_Work to complete_.
**a)** According to the template format text, in what byte order are numbers stored?
**b)** Please write out the template format text between "- Fingerprint count" and "magic number (MAGIC)", inclusive, switching "EXTDATA" to "EXTBODY".

_Supplied text_.
Changes made to the format since the last version (ANSI 378-2009) are listed below:
- VERSION field was changed from "030\0" to "035\0".
- At least one fingerprint must be present. FPCOUNT must be non-zero.
- Fingerprint count (FPCOUNT) can be up to 255.
- Field POSITION may contain additional values for multi-finger prints.
- Ridge count extension doesn't have to use every minutia as the center minutia in ridge count data. It can use any subset of minutiae as center minutiae in ridge count data.
The template is a binary file consisting of simple fields arranged in field groups. Fields or field groups may repeat. There are no keys or tags and fields are identified only by their position in the template. Numbers are in big-endian byte order.
There are two predefined extensions blocks. When EXTTYPE is 1, EXTDATA contains ridge count extension.
When EXTTYPE is 2, EXTDATA contains core and delta extension.
Fields and field groups
Template header (HEADER)
Header contains information common to all fingerprints in the template:
File signature / magic number (MAGIC)
First four bytes of the template contain constant string "FMR\0" where '\0' stands for zero byte. This is a magic number (or file signature) that helps biometric software to automatically distinguish this format from other file formats. All other versions of this template format share the same magic number. Somewhat confusingly, ISO 19794-2:2005 uses the same magic number.
Format version (VERSION)
Version field contains 4-byte constant string "035\0" where '\0' stands for zero byte. Other versions of this format use different version string, which makes it easy to distinguish the versions.
Total template length in bytes (TOTALBYTES)
Total length in bytes is redundant, because the template simply ends after the last FINGERPRINT section. It might be nevertheless useful to easily find the end of the template in a stream of bytes.
Template length is encoded in 4 bytes as a big-endian unsigned 32-bit number. TOTALBYTES smaller than 40 bytes is invalid, because at least one fingerprint must be present.

[Stored data entries]
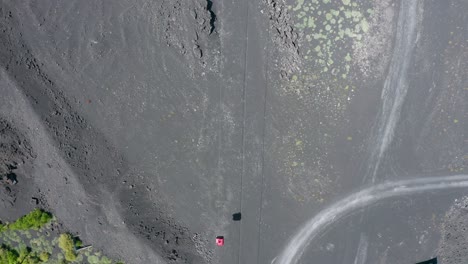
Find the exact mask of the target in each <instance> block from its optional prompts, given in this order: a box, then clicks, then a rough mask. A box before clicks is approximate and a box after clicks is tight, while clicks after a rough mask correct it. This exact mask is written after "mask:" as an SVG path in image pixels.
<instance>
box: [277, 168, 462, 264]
mask: <svg viewBox="0 0 468 264" xmlns="http://www.w3.org/2000/svg"><path fill="white" fill-rule="evenodd" d="M455 188H468V175H454V176H440V177H426V178H419V179H410V180H401V181H394V182H386V183H382V184H378V185H375V186H371V187H369V188H366V189H363V190H361V191H358V192H355V193H352V194H350V195H348V196H347V197H344V198H343V199H341V200H339V201H338V202H335V203H334V204H332V205H330V206H329V207H328V208H326V209H324V210H322V211H321V212H319V213H318V214H317V215H316V216H314V217H313V218H311V219H310V220H309V221H308V222H307V223H305V225H304V226H303V227H302V228H300V229H299V230H298V231H297V232H296V234H295V235H294V236H293V237H292V238H291V239H290V240H289V242H288V244H287V245H286V247H285V248H284V249H283V250H282V252H281V253H280V254H279V255H278V256H277V257H276V258H275V259H274V260H273V261H272V263H274V264H296V263H297V261H298V260H299V259H300V258H301V256H302V254H303V253H304V250H305V249H306V247H307V246H308V245H309V243H310V242H311V241H312V240H313V239H315V238H317V236H319V235H320V234H322V233H323V232H324V231H325V229H326V228H327V227H329V226H331V225H332V224H334V223H335V222H336V221H338V220H340V219H343V218H344V217H346V216H348V215H350V214H351V213H353V212H355V211H356V210H360V209H363V208H365V207H367V206H369V205H372V204H374V203H376V202H378V201H380V200H384V199H387V198H391V197H397V196H403V195H411V194H416V193H424V192H427V191H434V190H447V189H455Z"/></svg>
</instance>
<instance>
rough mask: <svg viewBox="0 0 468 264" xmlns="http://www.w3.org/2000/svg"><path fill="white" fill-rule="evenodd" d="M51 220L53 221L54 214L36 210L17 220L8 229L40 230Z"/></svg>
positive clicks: (40, 210) (40, 209)
mask: <svg viewBox="0 0 468 264" xmlns="http://www.w3.org/2000/svg"><path fill="white" fill-rule="evenodd" d="M50 220H52V214H50V213H48V212H45V211H44V210H42V209H35V210H34V211H32V212H31V213H29V214H27V215H25V216H22V217H21V218H20V219H18V220H16V221H15V222H14V223H11V224H9V225H8V226H7V228H8V229H10V230H28V229H34V230H38V229H39V228H41V227H42V226H44V225H45V224H47V223H49V222H50Z"/></svg>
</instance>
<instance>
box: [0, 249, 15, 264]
mask: <svg viewBox="0 0 468 264" xmlns="http://www.w3.org/2000/svg"><path fill="white" fill-rule="evenodd" d="M18 258H19V254H18V252H17V251H16V250H14V249H12V248H10V247H8V246H6V245H2V246H1V247H0V263H2V264H3V263H5V264H15V263H18Z"/></svg>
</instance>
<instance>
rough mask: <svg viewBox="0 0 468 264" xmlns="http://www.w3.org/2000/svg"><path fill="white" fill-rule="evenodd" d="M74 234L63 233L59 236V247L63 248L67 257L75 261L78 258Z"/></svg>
mask: <svg viewBox="0 0 468 264" xmlns="http://www.w3.org/2000/svg"><path fill="white" fill-rule="evenodd" d="M73 240H74V239H73V236H72V235H70V234H61V235H60V237H59V247H60V249H62V252H63V254H64V255H65V259H66V260H67V261H70V262H73V261H75V260H76V257H77V256H76V253H75V244H74V241H73Z"/></svg>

_Your written answers_.
**a)** Numbers are stored in big-endian byte order.

**b)**
- Fingerprint count (FPCOUNT) can be up to 255.
- Field POSITION may contain additional values for multi-finger prints.
- Ridge count extension doesn't have to use every minutia as the center minutia in ridge count data. It can use any subset of minutiae as center minutiae in ridge count data.
The template is a binary file consisting of simple fields arranged in field groups. Fields or field groups may repeat. There are no keys or tags and fields are identified only by their position in the template. Numbers are in big-endian byte order.
There are two predefined extensions blocks. When EXTTYPE is 1, EXTBODY contains ridge count extension.
When EXTTYPE is 2, EXTBODY contains core and delta extension.
Fields and field groups
Template header (HEADER)
Header contains information common to all fingerprints in the template:
File signature / magic number (MAGIC)